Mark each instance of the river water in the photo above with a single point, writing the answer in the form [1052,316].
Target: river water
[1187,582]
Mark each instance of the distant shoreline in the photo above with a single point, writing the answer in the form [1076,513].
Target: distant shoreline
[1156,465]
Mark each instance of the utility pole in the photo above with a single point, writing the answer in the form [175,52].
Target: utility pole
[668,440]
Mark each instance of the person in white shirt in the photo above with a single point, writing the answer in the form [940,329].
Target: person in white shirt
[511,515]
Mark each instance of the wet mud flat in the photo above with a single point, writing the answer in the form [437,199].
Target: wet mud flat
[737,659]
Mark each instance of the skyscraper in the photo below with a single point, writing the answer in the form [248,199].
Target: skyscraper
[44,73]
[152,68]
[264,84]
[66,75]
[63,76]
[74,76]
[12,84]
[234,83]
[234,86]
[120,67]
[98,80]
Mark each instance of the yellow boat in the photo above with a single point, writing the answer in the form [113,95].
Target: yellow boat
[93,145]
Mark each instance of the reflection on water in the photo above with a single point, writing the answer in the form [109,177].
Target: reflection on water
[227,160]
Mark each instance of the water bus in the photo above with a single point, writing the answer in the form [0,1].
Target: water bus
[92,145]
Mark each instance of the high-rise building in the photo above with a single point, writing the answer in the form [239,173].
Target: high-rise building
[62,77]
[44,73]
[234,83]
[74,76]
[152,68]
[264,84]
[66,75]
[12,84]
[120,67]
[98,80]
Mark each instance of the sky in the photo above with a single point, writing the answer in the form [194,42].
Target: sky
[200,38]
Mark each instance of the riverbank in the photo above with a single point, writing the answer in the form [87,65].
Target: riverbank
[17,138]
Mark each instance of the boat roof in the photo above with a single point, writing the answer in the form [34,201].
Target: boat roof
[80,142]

# WHAT IS EXPECTED
The lines from the one containing "Target: person in white shirt" through the last line of the records are to be transcribed exactly, with nothing else added.

# RESPONSE AREA
Target: person in white shirt
[511,515]
Mark each instance of the wet mud flat in the photo above with a single point, writing the answer in the form [437,199].
Target: wet mud flat
[737,659]
Mark each instance of the skyscraper in the photo below with a single point, writing the answer in the form [248,199].
Target: skyscraper
[44,73]
[152,68]
[264,84]
[66,75]
[63,76]
[74,76]
[12,84]
[234,83]
[234,86]
[120,67]
[98,80]
Mark each instance of the yellow boat in the photo above with a single point, writing the answer in the form [113,95].
Target: yellow boat
[93,145]
Mark each instance of the reflection on water in the photo above with a single point, writing the answer in the form [109,177].
Target: reflection on water
[227,160]
Mark each instance of the water bus in the photo above with a single point, writing the answer in the form [0,1].
Target: water bus
[92,145]
Mark each instance of the high-rise building in the photo above with a single point, writing the answer in the form [239,173].
Target: high-rise building
[62,77]
[44,73]
[234,83]
[74,76]
[152,68]
[264,84]
[66,75]
[12,84]
[120,67]
[98,80]
Mark each instance of the sky in the photo above with a single point, writing the answer in the form [194,42].
Target: sky
[200,38]
Mark each instance of the riverbank in the photo above with a single point, writing the answer in the form [87,65].
Target: riverbank
[17,138]
Mark each instance of the boat roof in the photo above with a single point, writing the answer in the form [34,201].
Target: boat roof
[80,142]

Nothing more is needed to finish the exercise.